#### PROVIDED INFORMATION ####
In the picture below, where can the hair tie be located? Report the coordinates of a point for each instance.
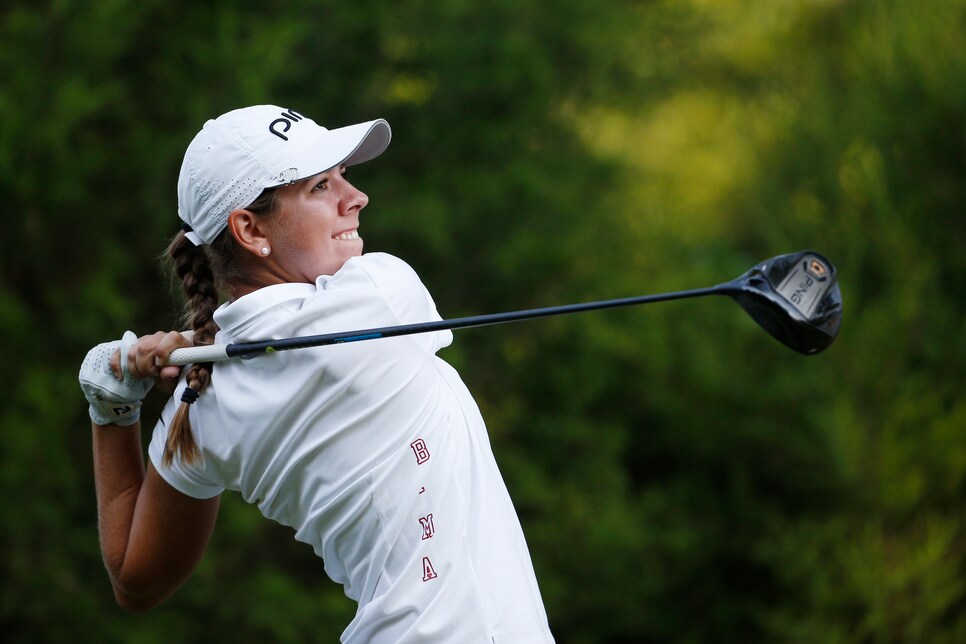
(189, 395)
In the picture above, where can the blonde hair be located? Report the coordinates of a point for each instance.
(205, 274)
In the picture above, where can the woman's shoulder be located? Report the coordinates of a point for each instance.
(381, 269)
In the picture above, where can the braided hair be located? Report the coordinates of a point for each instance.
(206, 274)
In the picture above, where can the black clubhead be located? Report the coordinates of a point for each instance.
(794, 297)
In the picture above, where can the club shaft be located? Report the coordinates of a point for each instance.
(246, 349)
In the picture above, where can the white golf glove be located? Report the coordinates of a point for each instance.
(113, 401)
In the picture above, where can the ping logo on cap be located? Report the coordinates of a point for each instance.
(279, 125)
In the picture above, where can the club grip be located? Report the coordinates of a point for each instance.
(194, 355)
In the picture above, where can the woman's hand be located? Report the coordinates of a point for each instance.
(144, 356)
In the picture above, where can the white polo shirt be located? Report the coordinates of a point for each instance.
(374, 452)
####
» TASK:
Reproduce all of the records above, substituting "golfer's" for every occurrence of "woman's" and keeping everything else identical. Omit the pictures from your answer.

» SOLUTION TO THE PROBLEM:
In the picture below, where can the hair tie be located? Report the coordinates of a point for each instance.
(189, 395)
In the picture above, where can the blonde hair be located? Report the coordinates of a point for each instance.
(205, 274)
In the picture above, where can the golfer's shoulder be located? Report the coordinates of a point for each instance.
(381, 269)
In the picture above, where can the braided hair be located? Report the coordinates of a point for each instance.
(206, 274)
In the picture above, where can the black clubhead be located? Report the coordinates of a point for each instance.
(794, 297)
In the picture above, where can the club shaft be located? Report the coordinates of a point for each instance.
(246, 349)
In the picture above, where can the white golf glove be located? Report the coordinates of a point for each instance.
(113, 401)
In the picture above, where can the ping logo on cap be located? Report the coordinates of a point for each instance.
(279, 125)
In the picture above, where can the club grip be located? Report the coordinates of a point for each instance.
(194, 355)
In the picture above, where can the golfer's hand be located? Report the coordinates of a point for each instance.
(144, 356)
In the picture above, where can the white polo shirt be located? Report the coordinates of a point for each instance.
(374, 452)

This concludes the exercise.